## Begin DOCUMENT EXTRACT
The British woman, who can’t be named for legal reasons, had fought with her husband on the way to a barbeque in May last year and “stormed off”. She drank at a number of bars until someone called her husband to tell him she was slumped over a bench.
He picked her up around 2am but then raped her at the family home while their child slept, the jury heard.
“In your evidence to the court and in your interview with police, you said she was very drunk, barely coherent and had trouble talking,” judge Alexia Durran said.
“You drove her home and the inevitable conclusion of the jury was you then raped her while she was unable to consent, as a result of the alcohol she had consumed.”
The husband was sentenced to seven years in prison and ordered to sign the sex offender’s registry for life.
Judge Durran added: “She described the total and utter shock upon finding out the person responsible was you, her husband.”
## End DOCUMENT EXTRACT
## Begin ITEMS
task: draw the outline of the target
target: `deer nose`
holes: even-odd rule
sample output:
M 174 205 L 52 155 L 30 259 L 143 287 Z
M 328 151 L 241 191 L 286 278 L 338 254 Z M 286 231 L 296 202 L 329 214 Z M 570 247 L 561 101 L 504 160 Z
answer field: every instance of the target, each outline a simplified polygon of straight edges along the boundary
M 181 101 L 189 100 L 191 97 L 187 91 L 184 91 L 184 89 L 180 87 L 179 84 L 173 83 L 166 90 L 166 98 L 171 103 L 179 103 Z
## End ITEMS
* _SET TASKS_:
(1) Render this sentence from the court report in Spanish: "The husband was sentenced to seven years in prison and ordered to sign the sex offender’s registry for life."
(2) Go on with the court report, picking up right after its final sentence.

* _TASK-BY-TASK RESULTS_:
(1) El esposo fue condenado a siete años de prisión y se le ordenó inscribirse de por vida en el registro de delincuentes sexuales.

(2)
“Your marriage has broken down as a result and she had to move out of the home you shared together.”
“It had a significant effect on her and she felt a significant amount of betrayal, by the person she described as the closest person to her.”
The sentencing is in stark contrast to earlier days of British and Australian law where a man could not be found guilty of raping his wife.
It wasn’t until 1976 that South Australia became the first state to criminalise marital rape with the other states following suite throughout the 80s and finally the Northern Territory in 1994.